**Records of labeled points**
════════════════

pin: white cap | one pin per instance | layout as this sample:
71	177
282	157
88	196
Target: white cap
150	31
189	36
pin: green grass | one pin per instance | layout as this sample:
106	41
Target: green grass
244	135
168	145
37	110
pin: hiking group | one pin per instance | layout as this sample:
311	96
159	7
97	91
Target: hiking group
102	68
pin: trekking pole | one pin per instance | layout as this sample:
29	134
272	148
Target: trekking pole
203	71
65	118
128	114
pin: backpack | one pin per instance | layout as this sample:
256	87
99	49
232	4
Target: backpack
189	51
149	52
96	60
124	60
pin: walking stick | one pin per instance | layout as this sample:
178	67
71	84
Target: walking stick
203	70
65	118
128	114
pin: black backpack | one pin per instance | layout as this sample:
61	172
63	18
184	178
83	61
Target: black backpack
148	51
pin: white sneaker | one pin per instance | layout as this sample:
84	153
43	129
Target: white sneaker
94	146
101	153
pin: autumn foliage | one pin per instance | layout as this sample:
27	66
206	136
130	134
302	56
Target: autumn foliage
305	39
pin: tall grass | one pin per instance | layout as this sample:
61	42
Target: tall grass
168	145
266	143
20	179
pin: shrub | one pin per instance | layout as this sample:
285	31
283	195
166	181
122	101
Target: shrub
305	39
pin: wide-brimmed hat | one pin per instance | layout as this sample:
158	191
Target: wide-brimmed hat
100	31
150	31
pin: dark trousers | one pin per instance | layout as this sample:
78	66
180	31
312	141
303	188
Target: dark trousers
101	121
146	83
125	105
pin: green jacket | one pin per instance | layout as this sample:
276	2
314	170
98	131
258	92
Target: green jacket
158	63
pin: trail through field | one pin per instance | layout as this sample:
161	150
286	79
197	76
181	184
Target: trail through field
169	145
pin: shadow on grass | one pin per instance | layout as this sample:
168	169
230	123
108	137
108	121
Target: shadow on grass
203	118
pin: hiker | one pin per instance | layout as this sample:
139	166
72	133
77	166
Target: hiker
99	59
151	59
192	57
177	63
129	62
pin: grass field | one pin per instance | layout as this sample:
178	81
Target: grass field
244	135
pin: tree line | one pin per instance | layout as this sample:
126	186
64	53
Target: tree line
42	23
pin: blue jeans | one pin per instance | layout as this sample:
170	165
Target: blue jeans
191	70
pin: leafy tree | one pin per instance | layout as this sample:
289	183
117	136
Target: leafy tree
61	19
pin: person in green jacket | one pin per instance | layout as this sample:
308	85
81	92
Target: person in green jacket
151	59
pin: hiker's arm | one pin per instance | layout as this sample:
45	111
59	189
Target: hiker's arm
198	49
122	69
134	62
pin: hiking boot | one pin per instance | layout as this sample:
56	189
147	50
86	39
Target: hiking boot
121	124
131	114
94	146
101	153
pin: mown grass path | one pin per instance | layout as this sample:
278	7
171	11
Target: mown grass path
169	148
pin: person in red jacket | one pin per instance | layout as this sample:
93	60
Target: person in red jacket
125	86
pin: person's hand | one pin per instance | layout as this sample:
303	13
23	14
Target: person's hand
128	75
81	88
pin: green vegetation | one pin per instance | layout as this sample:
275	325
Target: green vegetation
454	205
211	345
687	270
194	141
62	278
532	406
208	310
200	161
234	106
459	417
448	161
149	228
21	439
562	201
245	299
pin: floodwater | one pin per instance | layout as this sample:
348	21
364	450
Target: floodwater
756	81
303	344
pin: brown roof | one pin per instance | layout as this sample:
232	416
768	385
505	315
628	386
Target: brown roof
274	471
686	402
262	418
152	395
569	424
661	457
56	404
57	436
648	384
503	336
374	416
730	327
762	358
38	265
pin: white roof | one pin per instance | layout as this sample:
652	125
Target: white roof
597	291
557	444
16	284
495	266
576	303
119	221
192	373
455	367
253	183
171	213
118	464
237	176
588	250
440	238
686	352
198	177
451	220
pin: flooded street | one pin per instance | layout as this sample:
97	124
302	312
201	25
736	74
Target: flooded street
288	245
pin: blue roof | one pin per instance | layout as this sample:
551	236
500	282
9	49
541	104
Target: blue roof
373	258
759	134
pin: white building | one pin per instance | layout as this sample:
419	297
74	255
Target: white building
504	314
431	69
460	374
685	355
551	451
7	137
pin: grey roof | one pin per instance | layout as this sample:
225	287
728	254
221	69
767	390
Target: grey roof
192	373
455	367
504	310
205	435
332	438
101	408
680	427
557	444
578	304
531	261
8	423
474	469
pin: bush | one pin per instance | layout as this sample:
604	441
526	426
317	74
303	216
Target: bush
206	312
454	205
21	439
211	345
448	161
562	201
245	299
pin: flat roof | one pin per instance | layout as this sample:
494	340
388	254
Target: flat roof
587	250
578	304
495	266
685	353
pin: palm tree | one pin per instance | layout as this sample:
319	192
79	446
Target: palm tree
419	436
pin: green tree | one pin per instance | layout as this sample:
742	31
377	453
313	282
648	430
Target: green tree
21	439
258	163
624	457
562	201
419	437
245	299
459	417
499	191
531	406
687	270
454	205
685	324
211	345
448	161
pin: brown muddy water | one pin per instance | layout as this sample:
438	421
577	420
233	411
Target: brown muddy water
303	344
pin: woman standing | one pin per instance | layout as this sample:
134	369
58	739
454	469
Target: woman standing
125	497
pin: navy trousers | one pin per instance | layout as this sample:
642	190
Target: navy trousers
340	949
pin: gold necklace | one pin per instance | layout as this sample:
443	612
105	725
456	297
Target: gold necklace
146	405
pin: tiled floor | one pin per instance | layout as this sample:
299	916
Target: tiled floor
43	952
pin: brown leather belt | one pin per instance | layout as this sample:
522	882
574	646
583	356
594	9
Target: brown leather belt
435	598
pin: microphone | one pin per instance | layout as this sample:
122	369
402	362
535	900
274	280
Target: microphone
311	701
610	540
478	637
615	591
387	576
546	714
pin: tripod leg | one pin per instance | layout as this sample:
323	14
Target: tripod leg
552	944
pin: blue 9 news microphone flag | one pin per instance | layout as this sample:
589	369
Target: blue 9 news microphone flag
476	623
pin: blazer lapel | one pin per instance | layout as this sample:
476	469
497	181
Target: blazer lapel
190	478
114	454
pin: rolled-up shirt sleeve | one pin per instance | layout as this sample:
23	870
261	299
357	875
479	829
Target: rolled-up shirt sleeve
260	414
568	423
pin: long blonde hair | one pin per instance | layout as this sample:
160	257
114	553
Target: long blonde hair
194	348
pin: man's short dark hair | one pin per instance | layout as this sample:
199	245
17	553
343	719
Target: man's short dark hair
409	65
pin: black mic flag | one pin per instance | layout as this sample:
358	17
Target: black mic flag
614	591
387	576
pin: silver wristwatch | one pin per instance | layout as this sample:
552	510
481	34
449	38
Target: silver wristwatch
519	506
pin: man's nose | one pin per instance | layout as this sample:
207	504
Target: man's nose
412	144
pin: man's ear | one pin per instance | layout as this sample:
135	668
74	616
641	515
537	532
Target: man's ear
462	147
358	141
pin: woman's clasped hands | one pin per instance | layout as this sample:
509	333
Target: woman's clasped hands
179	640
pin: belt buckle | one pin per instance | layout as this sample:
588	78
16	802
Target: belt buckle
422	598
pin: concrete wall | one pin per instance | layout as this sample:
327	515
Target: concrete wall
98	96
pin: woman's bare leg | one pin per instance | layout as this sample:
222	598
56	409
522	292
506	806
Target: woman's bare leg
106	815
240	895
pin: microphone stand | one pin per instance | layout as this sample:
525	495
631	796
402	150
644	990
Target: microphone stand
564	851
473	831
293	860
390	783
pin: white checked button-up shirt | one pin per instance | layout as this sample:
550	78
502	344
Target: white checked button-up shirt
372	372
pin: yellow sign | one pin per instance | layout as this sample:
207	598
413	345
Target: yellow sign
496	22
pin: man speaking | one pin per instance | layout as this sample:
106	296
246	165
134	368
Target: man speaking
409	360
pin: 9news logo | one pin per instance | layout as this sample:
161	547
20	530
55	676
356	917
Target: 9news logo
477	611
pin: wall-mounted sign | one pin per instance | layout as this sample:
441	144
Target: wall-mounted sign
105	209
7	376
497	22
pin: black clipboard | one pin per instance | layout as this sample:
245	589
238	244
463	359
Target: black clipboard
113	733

════════════════

**Task objective**
Your answer should consist only of the lines from the one with "pin: woman's clasped" through the end of the data above, reproduced exactly.

**Final result**
pin: woman's clasped hands | one pin per instance | layout as this sample:
509	333
Target: woman's clasped hands
179	640
pin: belt buckle | one pin per instance | layout as this sample:
588	78
16	802
Target: belt buckle
422	598
pin: concrete wall | one pin per instance | layout as this sample:
327	515
Target: concrete wall
98	96
pin: woman's bare leg | one pin per instance | layout as this sample:
222	598
56	409
522	292
506	806
Target: woman's bare leg
106	815
240	895
pin: microphone stand | one pin per instance | layout as this sample:
525	495
631	796
402	150
644	990
Target: microphone stand
564	851
473	831
293	860
390	783
pin: white checked button-up shirt | one pin per instance | layout as this sample:
550	78
502	344
Target: white checked button-up shirt
372	372
pin: yellow sign | one pin per instance | layout as this sample:
207	598
413	345
Target: yellow sign
496	22
pin: man speaking | one pin per instance | layout as this sample:
106	296
246	165
134	368
Target: man speaking
409	360
pin: 9news logo | one pin per instance | layout as this sample:
161	547
20	530
55	676
356	917
Target: 9news logo
477	611
pin: wall-mounted sign | one pin per instance | layout as this sample:
441	144
Target: wall-mounted sign
105	209
7	376
497	22
pin: black clipboard | one pin per instance | layout as this sample:
245	589
238	244
463	359
Target: black clipboard
113	733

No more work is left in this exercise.